[START]

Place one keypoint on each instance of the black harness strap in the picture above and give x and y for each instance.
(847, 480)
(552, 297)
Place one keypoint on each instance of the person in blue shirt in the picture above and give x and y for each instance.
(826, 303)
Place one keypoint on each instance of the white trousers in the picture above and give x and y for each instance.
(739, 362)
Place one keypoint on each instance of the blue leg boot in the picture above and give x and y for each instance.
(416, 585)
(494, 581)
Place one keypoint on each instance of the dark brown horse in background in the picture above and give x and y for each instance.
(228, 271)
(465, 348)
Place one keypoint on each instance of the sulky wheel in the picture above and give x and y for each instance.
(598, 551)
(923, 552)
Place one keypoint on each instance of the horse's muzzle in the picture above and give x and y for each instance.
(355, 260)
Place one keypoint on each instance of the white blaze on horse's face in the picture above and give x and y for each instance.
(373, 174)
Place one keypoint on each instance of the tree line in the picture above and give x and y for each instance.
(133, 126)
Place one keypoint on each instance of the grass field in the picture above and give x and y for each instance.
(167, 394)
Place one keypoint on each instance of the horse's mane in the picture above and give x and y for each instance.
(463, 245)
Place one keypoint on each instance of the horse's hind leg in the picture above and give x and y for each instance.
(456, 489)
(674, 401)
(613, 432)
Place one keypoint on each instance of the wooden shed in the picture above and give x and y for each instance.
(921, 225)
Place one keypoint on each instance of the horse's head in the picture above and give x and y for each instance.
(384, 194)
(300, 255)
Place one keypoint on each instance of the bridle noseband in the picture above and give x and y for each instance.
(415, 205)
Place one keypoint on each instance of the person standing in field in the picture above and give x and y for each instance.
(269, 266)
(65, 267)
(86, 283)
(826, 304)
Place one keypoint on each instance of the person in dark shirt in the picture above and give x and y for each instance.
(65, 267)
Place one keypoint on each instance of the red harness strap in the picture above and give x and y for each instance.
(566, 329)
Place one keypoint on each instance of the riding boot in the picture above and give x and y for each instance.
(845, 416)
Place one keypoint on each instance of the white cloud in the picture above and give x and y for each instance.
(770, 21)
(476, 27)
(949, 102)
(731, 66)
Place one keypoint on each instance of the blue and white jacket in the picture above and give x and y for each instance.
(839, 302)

[END]

## WORK REQUIRED
Please print all of the records above again, word for word.

## RESULT OF THIS EXERCISE
Place one keypoint on each instance of the black harness strap in the picture above and give x and y for each instance.
(847, 480)
(552, 297)
Place one keypoint on each instance of the person in blue shirt in the picture above and give x and y for each instance.
(826, 303)
Place one keypoint on each instance of the white trousers in the picture above and give x and y for each instance.
(739, 362)
Place one keypoint on each instance of the blue leg boot in the picture above and give x and y for each instance.
(416, 585)
(494, 581)
Place one keypoint on each instance of the dark brown horse in background in the picture above and give x and y for each instance.
(228, 271)
(465, 348)
Place one keypoint on each instance of the sulky wheel in the picture above and give x and y for each instance.
(598, 551)
(923, 552)
Place one keypoint on each instance of the horse's muzzle in the picture above and give x and y for each instance.
(355, 260)
Place one keypoint on each instance of the white blaze on horse's face in the picture above and give x and y for each instance.
(373, 174)
Place one keypoint on each instance of the tree line in the picture above and give x and y for each instance.
(133, 126)
Place one keypoint on each instance of the grass field in the picture above and give x and y for each instance.
(167, 394)
Place one keypoint on each instance of the horse's mane in the picture above and give x and y for each instance.
(463, 245)
Place one keypoint on each instance of the horse's hind leg in the picture above and give x and y for each instance.
(456, 489)
(674, 401)
(613, 432)
Place one keypoint on each instance of the wooden shed in the picture above and give x and y for each instance.
(921, 225)
Place one keypoint on each instance of the horse's head in the picture above and give x and y for each instance.
(384, 194)
(300, 255)
Place one keypoint on each instance of the bridle noseband in the picture above and give x and y for each instance.
(415, 205)
Place one keypoint on each instance of the person standing in field in the picture above and give x and y for each instance.
(269, 266)
(65, 267)
(86, 283)
(826, 304)
Place one keypoint on each instance of the person in dark shirt in the picture above and give x and y for each instance.
(65, 267)
Place one keypoint on each instance of the red harness strap in the picture above and give x and y for each instance.
(566, 329)
Place one keypoint on each instance of the riding boot in the picture above and give x and y for each instance.
(845, 416)
Place one keypoint on each instance of the white cloud in the picture above and give x and y for each instance.
(770, 21)
(476, 27)
(949, 102)
(731, 66)
Place one keypoint on each instance of the blue and white jacket in the picture above and give x and y for each instance.
(839, 302)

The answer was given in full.